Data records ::
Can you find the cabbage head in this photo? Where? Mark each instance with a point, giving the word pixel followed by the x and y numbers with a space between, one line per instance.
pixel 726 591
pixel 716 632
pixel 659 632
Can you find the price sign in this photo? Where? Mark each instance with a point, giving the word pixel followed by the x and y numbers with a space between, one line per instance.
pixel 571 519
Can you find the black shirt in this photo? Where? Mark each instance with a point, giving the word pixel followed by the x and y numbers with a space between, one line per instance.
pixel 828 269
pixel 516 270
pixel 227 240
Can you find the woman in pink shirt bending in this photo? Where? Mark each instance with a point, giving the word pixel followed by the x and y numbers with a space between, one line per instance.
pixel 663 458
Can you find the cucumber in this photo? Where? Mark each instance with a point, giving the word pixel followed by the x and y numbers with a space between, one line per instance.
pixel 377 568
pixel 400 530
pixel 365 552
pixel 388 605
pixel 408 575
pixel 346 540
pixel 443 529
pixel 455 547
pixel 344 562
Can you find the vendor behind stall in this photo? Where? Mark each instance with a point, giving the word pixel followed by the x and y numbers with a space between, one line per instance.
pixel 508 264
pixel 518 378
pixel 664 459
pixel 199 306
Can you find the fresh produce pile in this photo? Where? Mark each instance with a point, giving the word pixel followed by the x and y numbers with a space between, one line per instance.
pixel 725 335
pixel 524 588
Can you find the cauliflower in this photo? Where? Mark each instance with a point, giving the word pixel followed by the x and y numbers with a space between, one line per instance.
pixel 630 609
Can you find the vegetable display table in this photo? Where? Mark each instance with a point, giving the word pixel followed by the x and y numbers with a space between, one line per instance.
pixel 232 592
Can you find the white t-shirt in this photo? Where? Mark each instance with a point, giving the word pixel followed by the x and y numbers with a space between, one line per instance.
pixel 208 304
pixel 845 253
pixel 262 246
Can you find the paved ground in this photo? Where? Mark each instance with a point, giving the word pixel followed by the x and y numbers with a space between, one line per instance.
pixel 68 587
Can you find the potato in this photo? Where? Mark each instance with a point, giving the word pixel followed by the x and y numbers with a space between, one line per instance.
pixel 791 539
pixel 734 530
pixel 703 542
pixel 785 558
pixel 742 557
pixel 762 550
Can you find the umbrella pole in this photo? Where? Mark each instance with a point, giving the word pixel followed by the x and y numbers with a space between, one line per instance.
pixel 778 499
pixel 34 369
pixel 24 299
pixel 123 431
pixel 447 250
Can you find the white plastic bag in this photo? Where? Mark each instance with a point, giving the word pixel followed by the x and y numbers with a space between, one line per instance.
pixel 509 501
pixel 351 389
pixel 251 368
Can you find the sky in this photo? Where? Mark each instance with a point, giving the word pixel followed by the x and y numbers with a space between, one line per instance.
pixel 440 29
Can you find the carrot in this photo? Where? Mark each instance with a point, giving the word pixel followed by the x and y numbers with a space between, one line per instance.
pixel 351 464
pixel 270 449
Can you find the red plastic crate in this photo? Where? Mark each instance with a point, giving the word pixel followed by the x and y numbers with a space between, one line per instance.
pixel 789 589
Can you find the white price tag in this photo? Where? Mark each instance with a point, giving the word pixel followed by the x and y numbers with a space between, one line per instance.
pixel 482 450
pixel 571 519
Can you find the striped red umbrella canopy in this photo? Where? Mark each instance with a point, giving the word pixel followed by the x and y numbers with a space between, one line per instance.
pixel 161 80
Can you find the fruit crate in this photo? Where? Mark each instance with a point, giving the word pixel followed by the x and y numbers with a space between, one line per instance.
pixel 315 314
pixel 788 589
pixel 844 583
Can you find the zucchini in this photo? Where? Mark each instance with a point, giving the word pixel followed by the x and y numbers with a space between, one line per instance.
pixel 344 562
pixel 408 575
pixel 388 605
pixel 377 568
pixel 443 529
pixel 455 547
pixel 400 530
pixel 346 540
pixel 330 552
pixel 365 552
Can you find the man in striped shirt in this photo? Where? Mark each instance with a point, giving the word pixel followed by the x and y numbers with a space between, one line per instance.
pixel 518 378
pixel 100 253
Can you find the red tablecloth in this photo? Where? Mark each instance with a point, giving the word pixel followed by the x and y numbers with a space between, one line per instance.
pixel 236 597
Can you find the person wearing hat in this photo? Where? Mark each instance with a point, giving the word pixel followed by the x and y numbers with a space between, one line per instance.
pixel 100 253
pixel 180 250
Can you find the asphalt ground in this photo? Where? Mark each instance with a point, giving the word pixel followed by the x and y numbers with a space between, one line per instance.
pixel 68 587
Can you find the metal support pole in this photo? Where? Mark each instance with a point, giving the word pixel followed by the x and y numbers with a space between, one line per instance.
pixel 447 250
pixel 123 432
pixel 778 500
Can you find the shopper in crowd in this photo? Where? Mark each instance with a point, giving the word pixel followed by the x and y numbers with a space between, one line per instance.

Problem ::
Copy the material above, swapping each "instance" for "occurrence" and keeping everything else unchanged.

Worked solution ::
Can you find the cabbage head in this photo? Where? Mark each occurrence with a point, giving the word pixel followed by the x and y numbers with a space between, one line per occurrence.
pixel 726 591
pixel 716 632
pixel 659 632
Can you find the price sign in this photo? Where? Mark each occurrence with a point, giving the word pixel followed by the x and y numbers with a space between, one line per occurrence.
pixel 571 519
Can you find the black shirt in this photo? Where? Mark each occurrence with a point, giving the word pixel followed by the x and y numbers with a space between, one line per occurrence.
pixel 828 269
pixel 516 270
pixel 227 240
Can you find the woman in pink shirt bending in this photo? Where? Mark each occurrence with a point, giving the word pixel followed by the x and y numbers with a space between, one line per occurrence.
pixel 663 458
Can you find the cucumber in this photo? Where? Mark each occurrence with a point, giving the word pixel followed by the x and y numbers with a space between, one line per occurrence.
pixel 377 568
pixel 400 530
pixel 365 552
pixel 388 605
pixel 408 575
pixel 346 540
pixel 443 529
pixel 455 547
pixel 344 562
Can you find the vendor behind stall in this photo? Where? Mark each occurrence with a point, giving the word pixel followed by the x and y numbers with a space between, one line per occurrence.
pixel 508 264
pixel 518 378
pixel 664 459
pixel 199 306
Can you find the fresh produce pile in this photo? Where? Mark each occurrence with a point, giving the word pixel followed by the x and y numbers with a space between, one line per occurrence.
pixel 725 335
pixel 524 588
Can you find the cauliflower in this photo? Where? Mark each occurrence with a point, giving the word pixel followed by the x and y numbers with a space between, one line per occurrence.
pixel 630 609
Can you find the vegetable display table in this photo? Where? Mark each occurrence with a point, giving the word pixel followed by the x and y numbers with a space between, one line per occurrence.
pixel 232 592
Can you find the white t-shirt in this photo? Where? Mark each occurrence with a point, giving the word pixel followed by the x and y numbers with a space between, one line per occurrence.
pixel 208 304
pixel 845 253
pixel 262 246
Can you find the paved ground in this photo? Where? Mark each occurrence with a point, giving the word pixel followed by the x and y numbers with a space between, one line per occurrence.
pixel 68 587
Can you find the potato in this photo? Where? Mark each occurrence with a point, giving the word pixel followed by the x and y numbers with a space between, one line per occurrence.
pixel 791 539
pixel 734 530
pixel 703 542
pixel 785 558
pixel 742 557
pixel 762 550
Can you find the umbrella pole in this photo? Where? Mark each occurrence with a point, giving the word pixel followed by the x and y numbers with a space between, one line per occurrence.
pixel 778 499
pixel 34 369
pixel 24 299
pixel 123 431
pixel 447 250
Can you find the white plastic bag in this photo? Where? Mark each occurrence with a point, giving the word pixel followed by the x and y numbers with a space between, one line per occurrence.
pixel 509 501
pixel 351 389
pixel 251 368
Can you find the sky in this photo? Where? Mark each occurrence with a point, giving the word pixel followed by the x and y numbers with a space between, one line per occurrence.
pixel 440 29
Can you find the carrot in this photo? Where? Mark each occurrence with a point, giving the word pixel followed by the x and y numbers with a space between, one line per occurrence.
pixel 351 464
pixel 270 449
Can you find the red plastic crate in this photo? Where? Mark each occurrence with a point, giving the word pixel followed by the x and y numbers with a space between, one line per occurrence.
pixel 789 589
Can you find the white price tag in this photo? Where? Mark each occurrence with a point, giving the word pixel followed by the x and y numbers with a space between, one line per occurrence.
pixel 482 450
pixel 571 519
Can you find the striped red umbrella canopy in this photo? Where? Mark each occurrence with a point, giving the word pixel followed by the x and y numbers with a space between, one line per occurrence.
pixel 161 80
Can you find the fruit crate in this photo? Where? Mark each occurrence with a point, giving the word pixel followed by the x and y numbers with a space between, one line per occurrence.
pixel 315 314
pixel 788 589
pixel 844 583
Can you find the zucchini in this photo? Where? Mark each occurrence with a point, giving the word pixel followed by the x and y numbers with a space between, one line per occurrence.
pixel 344 562
pixel 408 575
pixel 388 605
pixel 377 568
pixel 443 529
pixel 455 547
pixel 400 530
pixel 346 540
pixel 330 552
pixel 365 552
Can you find the man in striped shirt in this photo? Where? Mark each occurrence with a point, giving the word pixel followed by the x and y numbers with a space between, one line per occurrence.
pixel 518 378
pixel 100 253
Can you find the red tablecloth in this photo? Where? Mark each occurrence with a point, giving the word pixel followed by the x and y numbers with a space between, one line per occurrence.
pixel 236 597
Can you find the person wearing hat in this photo? Where? Mark each occurrence with a point, giving the word pixel followed by the x and y numbers with a space between, one line per occurrence.
pixel 100 253
pixel 180 250
Can you find the asphalt ground in this photo? Where? Mark each occurrence with a point, giving the word pixel followed by the x and y numbers with a space between, one line per occurrence.
pixel 68 587
Can you find the metal support pole in this photo? Where? Mark each occurrence with a point, giving the word pixel followed by the x and y numbers with a space between, one line per occurrence.
pixel 447 250
pixel 123 432
pixel 778 500
Can you find the shopper in crowd in this photo? Where? Mark each occurrence with a point, giving the word pixel followed by the x and y numbers with a space between, one line per occurrence.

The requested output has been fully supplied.